### EXTRACT TO READ
# I wanaa find freemason in united arab Emirats plz



## Majid199 (Jan 18, 2017)

I wanaa join to freemason iam just wanaa be part of this plz 


Sent from my iPhone using My Freemasonry


----------



## Brother JC (Jan 18, 2017)

You will have to seek locally. I know of no one on this forum that is in your area.


----------



## Majid199 (Jan 18, 2017)

Brother JC said:


> You will have to seek locally. I know of no one on this forum that is in your area.



 Me too i cant find location 


Sent from my iPhone using My Freemasonry


----------



## Bloke (Jan 19, 2017)

Majid199 said:


> Me too i cant find location
> 
> 
> Sent from my iPhone using My Freemasonry



We're not aware of lodges operating in the UAE - its been asked many times here... you need to go to another country to become a Freemason.


----------



## Majid199 (Jan 19, 2017)

Bloke said:


> We're not aware of lodges operating in the UAE - its been asked many times here... you need to go to another country to become a Freemason.



I wanaa travel but iam 18 i cant live in another country in my self just wanaa hand help


Sent from my iPhone using My Freemasonry


----------



## CLewey44 (Jan 19, 2017)

Majid199 said:


> I wanaa join to freemason iam just wanaa be part of this plz
> 
> 
> Sent from my iPhone using My Freemasonry



You may have to travel outside of UAE. I know Lebanon has some. Israel and Turkey too. Not that close but about as close as you'll find in that region.  Jordan possibly.


----------

### SET PROBLEM 1
What age does Majid199 give in the forum thread?
### SET PROBLEM 2
List the username of every person who posts in the forum thread.
### SET PROBLEM 3
Please reproduce the forum thread text between "I wanaa travel" and "CLewey44 (Jan 19, 2017)", inclusive.
Rely on the forum thread alone.

### RECORDED DATA
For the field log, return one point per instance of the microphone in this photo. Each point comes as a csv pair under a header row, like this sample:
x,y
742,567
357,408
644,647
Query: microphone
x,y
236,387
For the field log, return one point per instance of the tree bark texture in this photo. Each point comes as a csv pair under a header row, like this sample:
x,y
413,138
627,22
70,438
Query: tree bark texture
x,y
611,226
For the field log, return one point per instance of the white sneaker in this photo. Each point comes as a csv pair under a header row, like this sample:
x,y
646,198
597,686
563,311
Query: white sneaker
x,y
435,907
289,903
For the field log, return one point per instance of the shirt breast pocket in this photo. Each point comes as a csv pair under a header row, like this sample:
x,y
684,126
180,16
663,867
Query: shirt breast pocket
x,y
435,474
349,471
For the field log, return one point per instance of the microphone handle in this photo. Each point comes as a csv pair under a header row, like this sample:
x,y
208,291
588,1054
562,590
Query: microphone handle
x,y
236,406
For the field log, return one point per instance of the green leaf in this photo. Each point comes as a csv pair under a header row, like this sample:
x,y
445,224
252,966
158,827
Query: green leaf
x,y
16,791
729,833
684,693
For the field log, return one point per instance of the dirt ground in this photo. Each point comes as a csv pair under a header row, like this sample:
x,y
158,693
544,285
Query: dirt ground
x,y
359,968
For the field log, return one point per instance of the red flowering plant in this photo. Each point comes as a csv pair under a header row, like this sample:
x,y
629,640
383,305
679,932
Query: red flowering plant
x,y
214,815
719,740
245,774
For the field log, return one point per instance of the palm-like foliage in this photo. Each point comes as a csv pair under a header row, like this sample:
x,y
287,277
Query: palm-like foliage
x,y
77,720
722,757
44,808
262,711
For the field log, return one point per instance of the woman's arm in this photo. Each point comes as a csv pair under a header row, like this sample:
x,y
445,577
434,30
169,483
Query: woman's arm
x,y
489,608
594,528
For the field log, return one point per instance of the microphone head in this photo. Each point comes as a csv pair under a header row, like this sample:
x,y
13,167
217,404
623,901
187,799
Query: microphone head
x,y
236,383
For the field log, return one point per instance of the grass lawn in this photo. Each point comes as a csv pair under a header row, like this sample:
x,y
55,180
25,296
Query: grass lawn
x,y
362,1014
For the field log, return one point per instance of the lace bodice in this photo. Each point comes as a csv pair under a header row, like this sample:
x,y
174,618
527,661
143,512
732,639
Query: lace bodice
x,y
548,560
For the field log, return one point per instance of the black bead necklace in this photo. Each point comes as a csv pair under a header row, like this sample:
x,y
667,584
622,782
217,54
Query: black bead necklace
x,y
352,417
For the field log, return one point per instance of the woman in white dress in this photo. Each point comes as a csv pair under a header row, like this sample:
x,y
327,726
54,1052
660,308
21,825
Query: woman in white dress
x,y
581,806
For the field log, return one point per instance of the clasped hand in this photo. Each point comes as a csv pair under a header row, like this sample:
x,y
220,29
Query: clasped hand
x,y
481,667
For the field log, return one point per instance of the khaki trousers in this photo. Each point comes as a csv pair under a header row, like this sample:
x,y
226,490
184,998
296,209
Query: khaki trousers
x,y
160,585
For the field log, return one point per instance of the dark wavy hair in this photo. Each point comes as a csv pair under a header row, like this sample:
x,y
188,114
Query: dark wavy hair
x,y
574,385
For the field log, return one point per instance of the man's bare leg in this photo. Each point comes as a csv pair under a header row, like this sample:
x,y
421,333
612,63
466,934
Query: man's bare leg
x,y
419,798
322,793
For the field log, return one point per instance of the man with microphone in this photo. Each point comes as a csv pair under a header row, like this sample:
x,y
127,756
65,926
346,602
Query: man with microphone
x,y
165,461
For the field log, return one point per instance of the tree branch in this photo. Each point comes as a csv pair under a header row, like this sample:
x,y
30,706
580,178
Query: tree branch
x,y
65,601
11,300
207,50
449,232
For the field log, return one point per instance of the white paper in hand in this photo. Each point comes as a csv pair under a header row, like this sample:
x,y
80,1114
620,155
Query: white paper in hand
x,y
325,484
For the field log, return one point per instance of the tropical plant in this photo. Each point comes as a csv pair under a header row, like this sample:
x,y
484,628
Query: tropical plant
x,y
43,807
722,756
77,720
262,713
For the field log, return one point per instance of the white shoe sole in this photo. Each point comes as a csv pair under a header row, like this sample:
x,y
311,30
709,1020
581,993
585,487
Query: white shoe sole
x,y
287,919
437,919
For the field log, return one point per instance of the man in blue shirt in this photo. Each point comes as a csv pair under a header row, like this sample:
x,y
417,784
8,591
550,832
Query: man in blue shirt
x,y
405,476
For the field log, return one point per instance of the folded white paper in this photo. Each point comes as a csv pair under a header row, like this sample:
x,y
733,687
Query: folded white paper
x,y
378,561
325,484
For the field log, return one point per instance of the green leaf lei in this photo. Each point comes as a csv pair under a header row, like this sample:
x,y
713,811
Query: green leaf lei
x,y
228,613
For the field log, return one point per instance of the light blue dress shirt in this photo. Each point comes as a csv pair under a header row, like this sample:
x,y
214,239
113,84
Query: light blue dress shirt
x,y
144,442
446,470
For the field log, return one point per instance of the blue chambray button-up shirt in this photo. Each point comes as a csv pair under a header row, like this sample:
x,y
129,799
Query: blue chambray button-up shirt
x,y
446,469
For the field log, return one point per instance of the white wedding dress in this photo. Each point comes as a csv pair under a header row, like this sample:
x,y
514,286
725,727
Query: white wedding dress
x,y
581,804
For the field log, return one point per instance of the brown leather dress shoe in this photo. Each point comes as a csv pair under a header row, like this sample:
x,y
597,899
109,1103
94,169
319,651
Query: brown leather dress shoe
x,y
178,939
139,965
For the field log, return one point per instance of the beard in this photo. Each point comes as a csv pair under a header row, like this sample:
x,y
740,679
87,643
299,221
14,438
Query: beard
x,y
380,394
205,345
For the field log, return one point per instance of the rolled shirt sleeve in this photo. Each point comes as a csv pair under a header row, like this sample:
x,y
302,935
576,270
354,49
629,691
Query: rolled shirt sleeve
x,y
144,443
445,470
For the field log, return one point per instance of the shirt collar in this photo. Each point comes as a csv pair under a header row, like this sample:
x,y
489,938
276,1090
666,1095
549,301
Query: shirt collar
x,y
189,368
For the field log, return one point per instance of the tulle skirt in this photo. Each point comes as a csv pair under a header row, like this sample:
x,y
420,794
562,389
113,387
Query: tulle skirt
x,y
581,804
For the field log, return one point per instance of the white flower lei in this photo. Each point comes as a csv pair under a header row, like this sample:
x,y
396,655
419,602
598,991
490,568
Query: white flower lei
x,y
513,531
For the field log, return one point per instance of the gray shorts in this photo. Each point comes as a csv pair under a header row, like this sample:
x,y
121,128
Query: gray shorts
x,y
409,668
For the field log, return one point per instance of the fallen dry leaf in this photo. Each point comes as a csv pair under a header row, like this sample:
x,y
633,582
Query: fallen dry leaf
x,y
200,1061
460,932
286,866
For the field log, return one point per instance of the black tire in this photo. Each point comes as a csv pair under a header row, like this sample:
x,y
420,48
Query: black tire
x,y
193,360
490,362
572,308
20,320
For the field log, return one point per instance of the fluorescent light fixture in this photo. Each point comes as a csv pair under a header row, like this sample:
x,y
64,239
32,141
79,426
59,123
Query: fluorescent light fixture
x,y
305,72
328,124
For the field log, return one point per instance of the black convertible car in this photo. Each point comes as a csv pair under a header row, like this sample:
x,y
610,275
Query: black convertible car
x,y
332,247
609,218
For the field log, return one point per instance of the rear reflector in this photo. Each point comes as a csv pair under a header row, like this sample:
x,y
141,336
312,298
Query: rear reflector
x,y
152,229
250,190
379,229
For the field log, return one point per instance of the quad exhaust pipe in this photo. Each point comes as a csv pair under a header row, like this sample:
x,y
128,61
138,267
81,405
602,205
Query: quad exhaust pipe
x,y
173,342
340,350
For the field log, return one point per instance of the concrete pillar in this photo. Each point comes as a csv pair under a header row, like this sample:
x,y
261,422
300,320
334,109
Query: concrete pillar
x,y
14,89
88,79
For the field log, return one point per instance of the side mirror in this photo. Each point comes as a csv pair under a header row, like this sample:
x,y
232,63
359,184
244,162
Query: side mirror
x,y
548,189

### FULL RESPONSE 1
18

### FULL RESPONSE 2
Majid199, Brother JC, Bloke, CLewey44

### FULL RESPONSE 3
I wanaa travel but iam 18 i cant live in another country in my self just wanaa hand help


Sent from my iPhone using My Freemasonry


----------



## CLewey44 (Jan 19, 2017)